Activity
Each line from the one containing "Target: black headband" to the end of the entries below must be restated exactly, and no other line should appear.

Records for this exercise

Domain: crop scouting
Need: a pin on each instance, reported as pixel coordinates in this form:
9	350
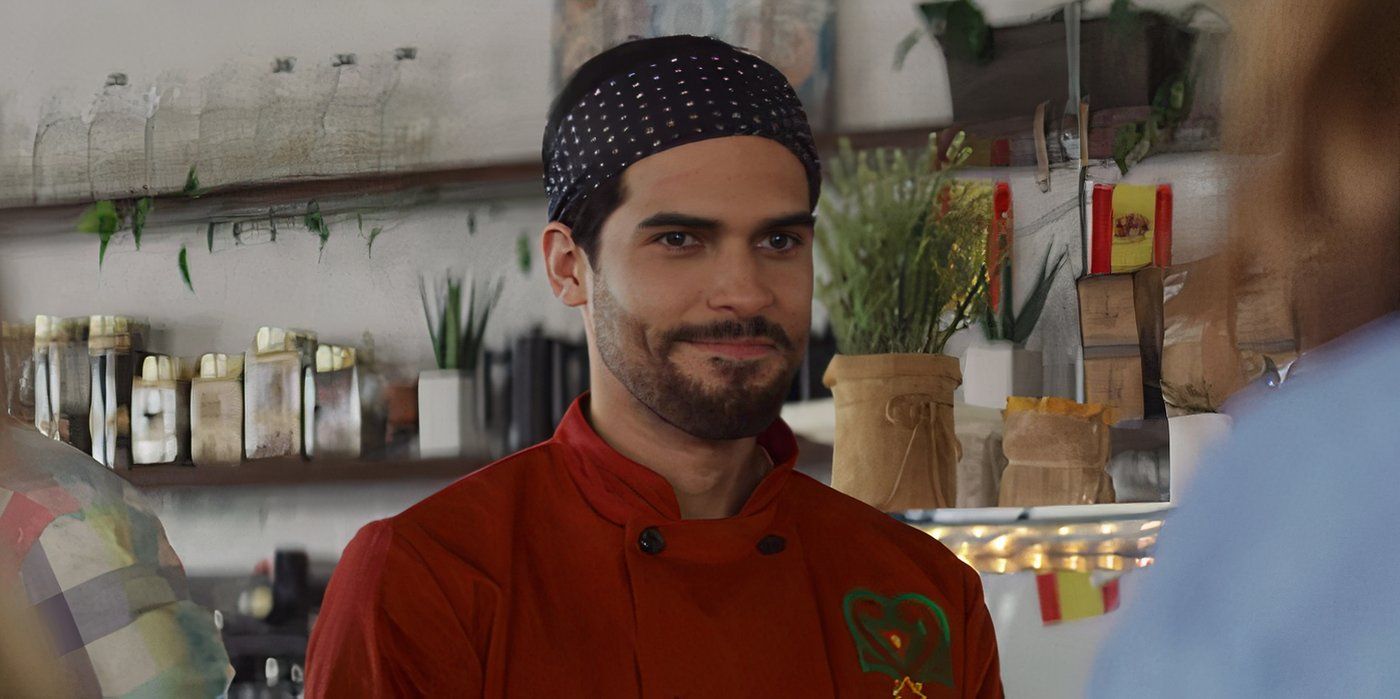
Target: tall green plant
457	335
1004	324
905	247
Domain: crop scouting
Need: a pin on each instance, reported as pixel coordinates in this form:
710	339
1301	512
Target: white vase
451	415
1190	437
994	371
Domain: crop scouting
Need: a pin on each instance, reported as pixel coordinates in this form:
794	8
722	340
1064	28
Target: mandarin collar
622	489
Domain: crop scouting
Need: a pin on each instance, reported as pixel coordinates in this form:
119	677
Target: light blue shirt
1280	573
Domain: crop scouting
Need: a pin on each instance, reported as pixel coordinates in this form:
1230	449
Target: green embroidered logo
906	638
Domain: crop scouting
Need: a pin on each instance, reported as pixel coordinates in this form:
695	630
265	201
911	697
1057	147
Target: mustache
751	328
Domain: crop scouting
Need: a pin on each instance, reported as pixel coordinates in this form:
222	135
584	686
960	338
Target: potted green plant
451	398
903	244
1004	367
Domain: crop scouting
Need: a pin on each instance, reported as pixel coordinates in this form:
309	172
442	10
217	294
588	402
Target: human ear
564	264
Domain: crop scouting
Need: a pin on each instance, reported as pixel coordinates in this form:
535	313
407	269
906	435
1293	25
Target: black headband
664	101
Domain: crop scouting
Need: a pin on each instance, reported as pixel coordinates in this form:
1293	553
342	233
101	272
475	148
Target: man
93	598
662	544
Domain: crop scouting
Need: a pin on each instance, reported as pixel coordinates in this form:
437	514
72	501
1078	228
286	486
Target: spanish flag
1067	596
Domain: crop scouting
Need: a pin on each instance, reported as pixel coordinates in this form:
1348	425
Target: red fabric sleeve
387	629
983	671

Written answer
Target: black headband
664	101
Domain: crop scouting
Need: a pin on each instance, reported as pixel coordinates in this form:
1293	553
342	233
101	272
475	148
Target: man
93	598
662	544
Domain: crop scouting
Need: a pin on each instance, reported as pixel coordinates in this form:
437	514
72	501
1078	228
286	486
Target: spanish flag
1067	596
Domain: crop scouting
Need: a pin on each instance, reported as pixel coordinates in this form:
1348	425
Target: red fabric sleeve
387	629
983	671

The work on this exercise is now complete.